■ WORK REQUIRED
Please extract every line of the listing below and reproduce each one word for word, leaving out the pictures.

Point labeling examples
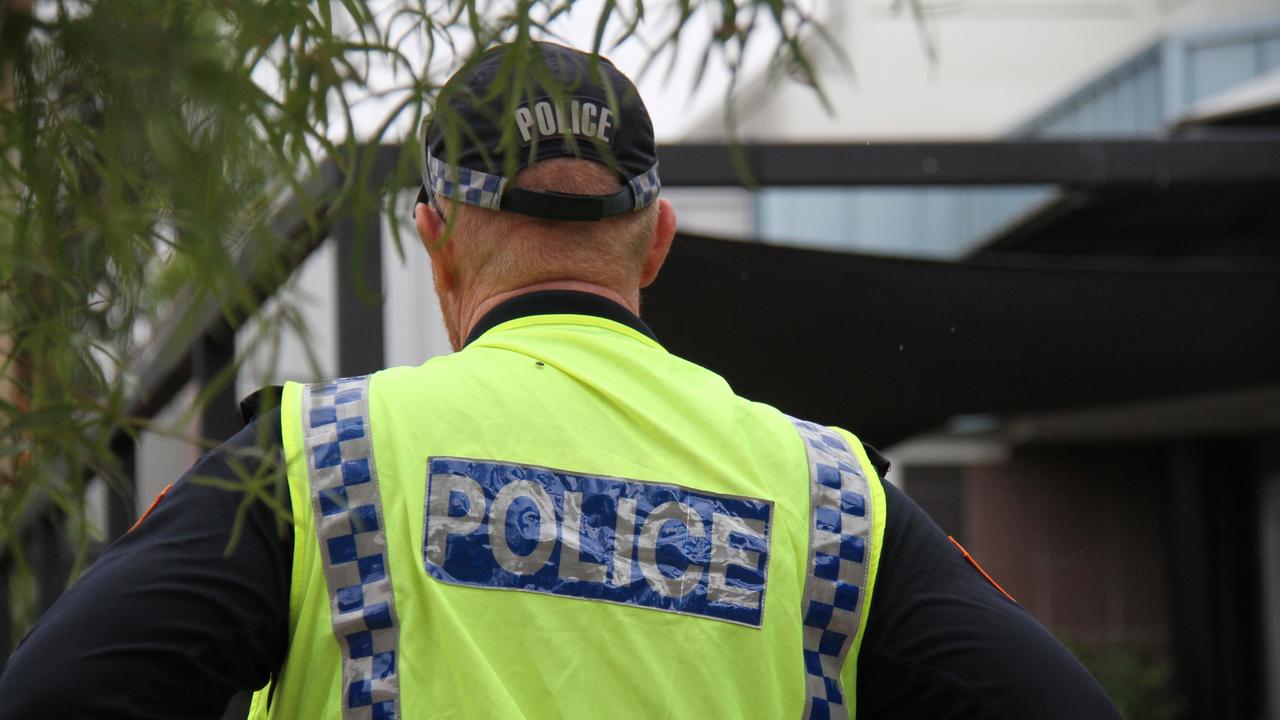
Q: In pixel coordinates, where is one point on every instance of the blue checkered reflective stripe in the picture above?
(465, 185)
(840, 533)
(645, 187)
(348, 516)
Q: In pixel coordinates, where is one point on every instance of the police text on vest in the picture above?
(650, 545)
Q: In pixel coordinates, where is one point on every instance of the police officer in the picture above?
(562, 519)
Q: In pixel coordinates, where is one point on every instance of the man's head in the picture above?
(549, 182)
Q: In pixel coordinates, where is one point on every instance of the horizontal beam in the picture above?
(1074, 163)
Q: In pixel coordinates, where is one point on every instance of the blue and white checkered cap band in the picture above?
(645, 186)
(484, 190)
(840, 532)
(465, 185)
(348, 516)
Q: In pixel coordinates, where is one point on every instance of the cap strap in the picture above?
(645, 187)
(465, 185)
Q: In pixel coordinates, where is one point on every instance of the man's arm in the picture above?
(168, 623)
(944, 642)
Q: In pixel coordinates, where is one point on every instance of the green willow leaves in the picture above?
(145, 150)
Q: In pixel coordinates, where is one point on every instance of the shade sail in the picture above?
(890, 347)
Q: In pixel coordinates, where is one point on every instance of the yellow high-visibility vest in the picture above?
(565, 520)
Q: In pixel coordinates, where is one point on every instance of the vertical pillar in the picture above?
(5, 614)
(1214, 578)
(210, 356)
(49, 563)
(360, 292)
(1269, 524)
(119, 499)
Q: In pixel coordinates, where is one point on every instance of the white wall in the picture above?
(414, 331)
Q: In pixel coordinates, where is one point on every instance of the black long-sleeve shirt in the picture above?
(176, 618)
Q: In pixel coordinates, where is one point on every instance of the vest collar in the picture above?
(558, 302)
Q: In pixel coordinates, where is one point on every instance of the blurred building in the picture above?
(1144, 531)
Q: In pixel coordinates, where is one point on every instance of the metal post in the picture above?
(48, 560)
(5, 615)
(360, 292)
(119, 497)
(214, 352)
(1214, 591)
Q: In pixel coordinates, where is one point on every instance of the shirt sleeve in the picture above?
(944, 642)
(179, 614)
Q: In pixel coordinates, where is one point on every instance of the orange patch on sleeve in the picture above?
(974, 563)
(154, 502)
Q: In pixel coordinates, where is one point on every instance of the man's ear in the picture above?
(663, 232)
(434, 233)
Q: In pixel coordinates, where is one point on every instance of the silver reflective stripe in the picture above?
(348, 515)
(840, 534)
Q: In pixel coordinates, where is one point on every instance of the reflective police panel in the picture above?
(652, 545)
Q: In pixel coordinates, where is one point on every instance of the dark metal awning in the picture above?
(892, 347)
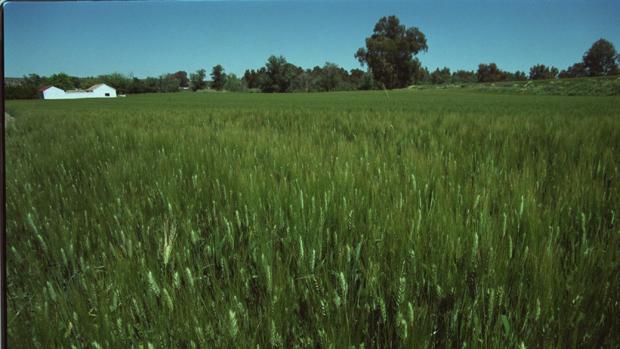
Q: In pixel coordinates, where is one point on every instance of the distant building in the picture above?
(95, 91)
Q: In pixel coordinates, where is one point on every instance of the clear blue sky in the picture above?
(151, 38)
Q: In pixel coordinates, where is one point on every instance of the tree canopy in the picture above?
(218, 78)
(601, 59)
(390, 52)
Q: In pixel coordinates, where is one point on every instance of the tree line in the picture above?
(389, 56)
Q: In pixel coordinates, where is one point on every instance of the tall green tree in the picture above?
(490, 73)
(197, 80)
(279, 75)
(390, 52)
(576, 70)
(542, 72)
(182, 76)
(234, 84)
(218, 78)
(601, 59)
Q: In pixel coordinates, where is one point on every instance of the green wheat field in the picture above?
(411, 218)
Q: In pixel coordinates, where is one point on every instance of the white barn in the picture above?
(95, 91)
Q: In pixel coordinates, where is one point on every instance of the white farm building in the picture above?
(95, 91)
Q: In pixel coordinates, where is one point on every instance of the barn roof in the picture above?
(96, 86)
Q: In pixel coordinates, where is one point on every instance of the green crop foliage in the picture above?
(416, 218)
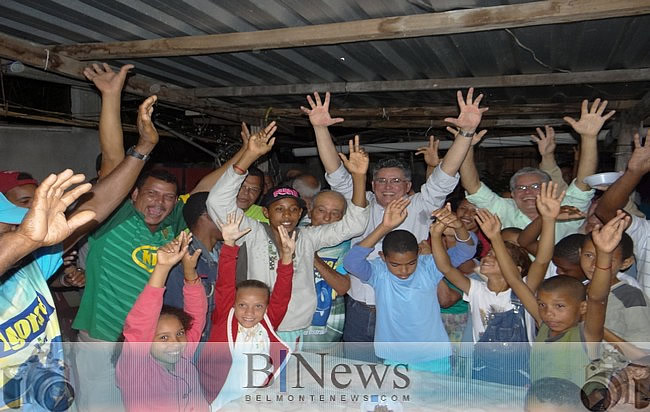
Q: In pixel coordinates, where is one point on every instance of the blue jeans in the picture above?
(359, 331)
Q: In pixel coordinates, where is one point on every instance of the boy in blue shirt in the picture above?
(409, 328)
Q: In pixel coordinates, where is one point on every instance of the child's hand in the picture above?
(230, 230)
(430, 152)
(607, 238)
(261, 142)
(189, 265)
(358, 163)
(489, 223)
(319, 114)
(395, 213)
(569, 213)
(548, 201)
(172, 253)
(288, 244)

■ SOLVED PROBLEM
Q: In pixel coordinates, where is one point on every instance of the blue checkered reflective stripe in the picture above?
(465, 185)
(840, 533)
(645, 187)
(348, 516)
Q: In pixel coordinates, where is one point on every instance of the police text on vest in the picture above?
(650, 545)
Q: In pixel coordinates, where is one point on every instance of the police officer in the picture above?
(562, 519)
Q: In pixel coordinates, where is one point on every instance of the man's head in the picture above?
(549, 182)
Q: In pixel coordinates, where is one point on every instance of the horizontal beam in the picture above?
(1074, 163)
Q: In pixel coordinates, where is one point on every instance of the blue and white checkered cap band in the picture above?
(645, 186)
(484, 190)
(840, 532)
(465, 185)
(348, 516)
Q: In pixel coordinates, where is one point on every instance of the cap strap in the picture above?
(645, 187)
(465, 185)
Q: In pixel coordinates, where is one point on every instance of the man's arm in the picture above?
(168, 623)
(944, 642)
Q: In pixel coordinates, where is one point on every instance of the green willow leaves in the picture above?
(145, 150)
Q: In pixel coordinates, where is one point on every instance of the shade sail in the picture above?
(890, 347)
Q: In pixel coordinates, where is one point on every instance of the yellow high-visibility vest in the picture above?
(565, 520)
Q: In pixel coordinates, where is one point on every instance of the vertical pillar in the picture above?
(5, 614)
(1214, 578)
(210, 356)
(49, 563)
(360, 292)
(1269, 524)
(119, 499)
Q: In pixel coordinates, where is one point on every instance of the white wall in the picture above?
(414, 331)
Q: In pixel coordinates, where is one point on every instance of the black long-sleeve shirt in the picture above?
(176, 618)
Q: In pixel coordinates, where is one point on every instance of the vest collar in the picture above?
(558, 302)
Q: In pixel coordinates, where is one point on every instance of the blurred building in the picture above?
(1144, 531)
Q: In pixel coordinates, where is one point on every instance of the metal post in the picture above?
(48, 560)
(5, 615)
(360, 292)
(119, 497)
(214, 352)
(1214, 591)
Q: In pixel coordinates, where is one point on every instance of the shirt sleeve in the picture above?
(944, 642)
(179, 614)
Q: In pixel coordinates, where is one point on every instance of the orange patch on sleeve in the picture above?
(974, 563)
(154, 502)
Q: In pixel coordinates, where is one point on every instance of the man's ear in the picture above?
(663, 232)
(434, 233)
Q: In pixel coordinates, where is one point on every instance of the silver reflective stripe in the picture above?
(348, 515)
(840, 534)
Q: In pixel coordinates, where is one point on every instance of the reflective police panel in the picture above?
(652, 545)
Q: In pixel coordinates, where is one point on every instance of the dark metal awning in the picture above?
(892, 347)
Q: In pixel coordinates, where is one point on every instance of the distant building in the picture above?
(95, 91)
Q: In pixel coordinates, where is one point on every instance of the clear blue sky in the picture above?
(151, 38)
Q: In pixel coordinates, where is one point on every instance of the tree canopy in the picture above?
(218, 78)
(601, 59)
(390, 52)
Q: In pixel coordinates, where is one point on every instance of the tree line in the picture above?
(389, 56)
Q: In pixel coordinates, where is one point on every instance of the tall green tree in the picture above?
(490, 73)
(197, 80)
(279, 75)
(390, 52)
(576, 70)
(542, 72)
(182, 76)
(234, 84)
(218, 78)
(601, 59)
Q: In pixel coordinates, where is one point on every instance of the green wheat field in the picture above?
(411, 218)
Q: In pixel coordinates, where is one point on every instance of the white barn in the picture above?
(95, 91)
Q: In pixel coordinates, where is one point on every instance of the white farm building in the picture above?
(95, 91)
Q: In pixel coordinates, where is one point on every instance of the barn roof in the picture above?
(96, 86)
Q: In pixel coordinates, where is one point on every instance of the green crop foliage in the picture above?
(416, 218)
Q: In pixel coordinates, where is one point on every instance of the blue jeans in the picture above?
(359, 331)
Q: In pixel coordinates, where is one point on every instance of the boy in blue shirt in the picture above?
(409, 328)
Q: In pixel coordinates, where is one point on every instance of the child's hand in the picture above?
(230, 230)
(430, 152)
(607, 238)
(261, 142)
(189, 265)
(358, 163)
(489, 223)
(319, 114)
(395, 213)
(569, 213)
(548, 201)
(172, 253)
(288, 244)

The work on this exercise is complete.